[Stored items]

▼

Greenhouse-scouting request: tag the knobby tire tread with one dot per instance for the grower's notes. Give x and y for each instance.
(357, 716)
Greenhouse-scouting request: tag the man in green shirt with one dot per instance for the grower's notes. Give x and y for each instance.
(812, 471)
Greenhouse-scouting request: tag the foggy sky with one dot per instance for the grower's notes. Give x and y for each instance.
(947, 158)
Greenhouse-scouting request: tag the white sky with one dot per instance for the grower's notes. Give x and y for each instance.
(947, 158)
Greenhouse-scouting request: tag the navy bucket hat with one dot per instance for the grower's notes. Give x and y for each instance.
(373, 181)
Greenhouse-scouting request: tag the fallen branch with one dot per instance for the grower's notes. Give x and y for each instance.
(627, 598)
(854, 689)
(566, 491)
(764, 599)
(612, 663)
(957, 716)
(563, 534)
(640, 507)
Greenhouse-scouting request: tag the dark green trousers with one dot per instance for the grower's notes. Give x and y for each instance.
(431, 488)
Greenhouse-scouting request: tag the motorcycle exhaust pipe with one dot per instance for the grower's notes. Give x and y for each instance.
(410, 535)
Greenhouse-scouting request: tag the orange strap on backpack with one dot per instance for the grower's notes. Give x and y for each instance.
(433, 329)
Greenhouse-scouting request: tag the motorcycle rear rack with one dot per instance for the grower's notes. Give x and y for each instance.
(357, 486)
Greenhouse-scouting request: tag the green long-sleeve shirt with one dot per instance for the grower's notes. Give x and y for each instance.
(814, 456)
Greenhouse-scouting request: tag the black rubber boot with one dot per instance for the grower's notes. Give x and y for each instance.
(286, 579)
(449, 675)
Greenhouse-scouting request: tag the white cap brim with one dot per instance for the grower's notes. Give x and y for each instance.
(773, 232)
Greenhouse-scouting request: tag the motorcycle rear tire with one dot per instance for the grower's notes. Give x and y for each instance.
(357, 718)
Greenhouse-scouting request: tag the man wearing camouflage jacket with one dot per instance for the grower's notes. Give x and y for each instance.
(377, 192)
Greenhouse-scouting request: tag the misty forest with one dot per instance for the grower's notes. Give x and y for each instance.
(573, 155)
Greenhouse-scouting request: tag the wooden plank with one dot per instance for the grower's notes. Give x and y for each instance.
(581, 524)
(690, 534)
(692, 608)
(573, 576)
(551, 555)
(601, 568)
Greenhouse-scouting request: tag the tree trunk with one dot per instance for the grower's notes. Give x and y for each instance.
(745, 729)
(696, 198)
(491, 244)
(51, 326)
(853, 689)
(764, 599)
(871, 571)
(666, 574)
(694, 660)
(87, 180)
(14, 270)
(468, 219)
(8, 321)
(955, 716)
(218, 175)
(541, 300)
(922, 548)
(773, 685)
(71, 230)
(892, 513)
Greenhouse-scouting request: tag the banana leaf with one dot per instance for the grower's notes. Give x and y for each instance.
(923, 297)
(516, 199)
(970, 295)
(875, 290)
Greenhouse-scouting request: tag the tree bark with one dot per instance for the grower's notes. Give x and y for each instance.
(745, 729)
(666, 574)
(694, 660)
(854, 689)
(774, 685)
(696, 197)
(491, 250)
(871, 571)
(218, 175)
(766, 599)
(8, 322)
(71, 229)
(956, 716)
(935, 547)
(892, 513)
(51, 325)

▲

→ **AIM**
Set every line of the listing down word for word.

→ **ANSWER TO THE EXERCISE**
Greenhouse-scouting request: tag the knobby tire tread with one dot per instance for the grower's notes. Give x and y for each instance.
(357, 716)
Greenhouse-scouting request: tag the man in green shirt with one dot per instance for the grower's notes. Give x and y for each instance.
(812, 471)
Greenhouse-scouting request: tag the foggy sky with one dot per instance for the grower's notes. Give x and y for each instance.
(947, 158)
Greenhouse-scouting request: tag the white sky with one dot per instance for the grower's notes. Give x and y for each instance.
(947, 158)
Greenhouse-scouting request: tag the navy bucket hat with one dot per instance for the grower's notes. Give x and y for each instance.
(373, 181)
Greenhouse-scouting request: tag the fallen branch with one dot per instance for the grower's notes. Give x and y for each instance.
(627, 598)
(854, 689)
(566, 491)
(764, 599)
(612, 663)
(957, 716)
(563, 534)
(640, 507)
Greenhouse-scouting request: tag the dark green trousers with one dot per instance for the grower's notes. Give x and y for each instance.
(431, 488)
Greenhouse-scouting request: tag the motorcycle exhaust pipe with one dot per instance for the grower's notes. Give x and y for each instance.
(410, 535)
Greenhouse-scouting request: tag the orange strap on backpack with one dot per instance for the grower's notes. Give x and y for each instance.
(433, 329)
Greenhouse-scouting request: tag the motorcycle rear rack with one dot per instance for the grower's notes. Give x and y for each instance.
(357, 486)
Greenhouse-scouting request: tag the green long-sleeve shirt with one dot per instance for the grower's notes. Give x and y for each instance.
(814, 456)
Greenhouse-scouting request: tag the black rubber boot with one dot per instance for the grower's notes. Give x and y for each instance.
(286, 579)
(449, 675)
Greenhouse-scouting request: tag the white cap brim with one dot per instance for the grower's notes. Give x and y for each instance.
(773, 232)
Greenhouse-scouting request: tag the motorcycle rear tire with one dot per instance for the grower's notes. Give x and y for each instance.
(357, 718)
Greenhouse-scouting request: tag the man wearing camouflage jacket with one dot per instance for the grower's notes. Give x and y for each instance.
(377, 192)
Greenhouse-scouting request: tag the misty forest with one dot per instance for the grower's notes. Give x and y for each instance.
(573, 155)
Greenhouse-scouting request: tag the wooden plank with one dot per instance for the grower's notes. Give x and y for each instance.
(581, 524)
(690, 534)
(692, 608)
(573, 576)
(551, 555)
(601, 568)
Greenhouse-scouting request: tag the tree trunk with one dot per instance for the grower's notes. Give x and y for each instance.
(745, 729)
(696, 198)
(491, 244)
(51, 326)
(853, 689)
(764, 599)
(871, 571)
(666, 574)
(694, 660)
(87, 180)
(14, 270)
(468, 219)
(8, 321)
(955, 716)
(218, 175)
(541, 300)
(922, 548)
(773, 685)
(71, 230)
(892, 513)
Greenhouse-scouting request: tag the banana leaf with one dot per instance for the grower's notes. Give x and y for each instance.
(923, 297)
(516, 199)
(970, 295)
(875, 290)
Greenhouse-scouting request: tag the tree bark with one dot per instance for the grower's notes. Give x and y for each instance.
(745, 729)
(666, 574)
(694, 660)
(854, 689)
(774, 685)
(696, 197)
(491, 250)
(871, 571)
(218, 175)
(766, 599)
(8, 322)
(71, 229)
(956, 716)
(935, 547)
(892, 513)
(51, 325)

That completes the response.